Representatives of women's groups in Kosovo find maternity leave provisions to be discriminatory as they de-incentivize employers from hiring qualified female employees on account of the costs associated with maternity leave. Women's organizations in Kosovo attribute higher rates of female unemployment compared to male unemployment  to employers’ avoidance of the financial obligations incurred by maternity leave. Surveys conducted amongst women seeking employment in Kosovo have found that certain employers require potential female employees to take pregnancy tests upon receiving their applications for employment. The Constitution of the Republic of Kosovo and the Law on Protection from Discrimination protect employees against all forms of discrimination, including family status, pregnancy and maternity leave. Employee discrimination claims may be supported in legal procedures by associations or legal entities according to the Law on Protection from Discrimination.

If standard prenatal checkups must occur during working hours, pregnant employees have the right to be absent from work without any loss of pay. Section four of the Safety, Health, and the Working Environment Act stipulates that pregnant employees are not permitted to work more than 40 hours in one week, overnight shifts or perform strenuous physical tasks. Upon returning to work from maternity leave, female Kosovar employees are entitled to two hours of paid leave throughout the work day in which they may breastfeed, in accordance with  The Law on Protection of Breastfeeding. Free childcare services are offered in a growing number of municipalities to ease the transition from maternity leave to the workplace and enable new mothers to retain employment

Employment Termination

Labor contracts  are signed by employers and employees upon the hiring of new employees. The contract details the role that each party is to play within the employment relationship. A job's description, level of compensation, scheduled hours, duration, number of vacation days provided, termination rules, schedule and location are stipulated within the contract. Contracts may be signed for a fixed or indefinite amount of time. Termination of labor contracts may occur upon contract expiration, the death of an employee, or an employee's eligibility for pension collection. If the performance of an employee is unsatisfactory, the employer may issue a warning that failure to improve performance will result in the termination of employment. Should the employee fail to improve after receiving a warning, termination of employment will occur before the date originally stipulated within the contract signed by both parties. Termination of an employment contract may also occur within the stipulated period for termination if the employing firm is no longer able to function on account of technical, financial or management failure.

Transportation

Road Network 
The road network consists of 2,378.7 km of roads, of which 137.2 km are motorways, 755.2 km national roads and 1,486.3 km are regional roads.: Kosovo is connected to Albania through the R7 motorway, which connects Prishtina to Vërmica and then continues to Durrës as the A1 motorway. Kosovo is additionally connected to North Macedonia through the R 6 motorway, which connects Prishtina with Elez Han and was opened in 2019.

Railways 
Kosovo's railroads cover a length of 333 km. There are only two active railway lines within Kosovo, one that connects Prishtina to Peja and another that connects Prishtina to Skopje, North Macedonia. Kosovo is additionally connected to Serbia, but the railways are currently inoperative since Kosovo's declaration of independence. There are currently plans to build a railway to connect Prishtina to Durrës in Albania.

════════════════

Challenge A: How many kilometers of railroad does Kosovo have, according to the Kosovo extract?
Challenge B: Reproduce the portion of the Kosovo extract starting with "Transportation" and going on through "Durrës in Albania.".

════════════════

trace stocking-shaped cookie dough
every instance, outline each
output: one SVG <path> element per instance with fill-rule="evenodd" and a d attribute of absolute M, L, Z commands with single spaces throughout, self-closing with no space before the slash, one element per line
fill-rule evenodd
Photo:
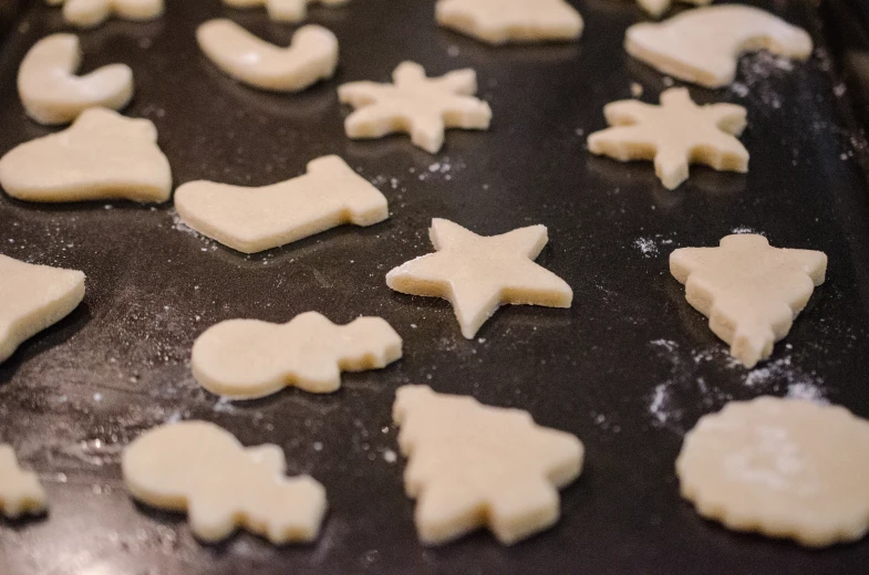
<path fill-rule="evenodd" d="M 392 73 L 392 84 L 351 82 L 338 88 L 338 97 L 355 112 L 344 122 L 351 138 L 380 138 L 395 132 L 435 154 L 444 145 L 445 128 L 487 129 L 492 109 L 473 97 L 477 74 L 469 69 L 441 77 L 425 77 L 425 70 L 402 62 Z"/>
<path fill-rule="evenodd" d="M 827 257 L 772 248 L 763 236 L 727 236 L 718 248 L 675 250 L 670 271 L 685 284 L 687 302 L 731 344 L 731 355 L 751 368 L 769 357 L 824 283 Z"/>
<path fill-rule="evenodd" d="M 263 397 L 293 385 L 313 394 L 341 386 L 341 372 L 377 369 L 402 356 L 402 339 L 380 317 L 335 325 L 317 312 L 286 324 L 229 320 L 193 346 L 193 375 L 214 394 Z"/>
<path fill-rule="evenodd" d="M 426 544 L 482 526 L 505 544 L 542 531 L 558 521 L 556 488 L 582 469 L 579 439 L 536 425 L 527 411 L 404 386 L 393 417 L 408 458 L 405 490 L 417 501 L 416 531 Z"/>
<path fill-rule="evenodd" d="M 84 299 L 84 274 L 0 255 L 0 362 Z"/>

════════════════

Full response A: 333 km

Full response B:
Transportation

Road Network 
The road network consists of 2,378.7 km of roads, of which 137.2 km are motorways, 755.2 km national roads and 1,486.3 km are regional roads.: Kosovo is connected to Albania through the R7 motorway, which connects Prishtina to Vërmica and then continues to Durrës as the A1 motorway. Kosovo is additionally connected to North Macedonia through the R 6 motorway, which connects Prishtina with Elez Han and was opened in 2019.

Railways 
Kosovo's railroads cover a length of 333 km. There are only two active railway lines within Kosovo, one that connects Prishtina to Peja and another that connects Prishtina to Skopje, North Macedonia. Kosovo is additionally connected to Serbia, but the railways are currently inoperative since Kosovo's declaration of independence. There are currently plans to build a railway to connect Prishtina to Durrës in Albania.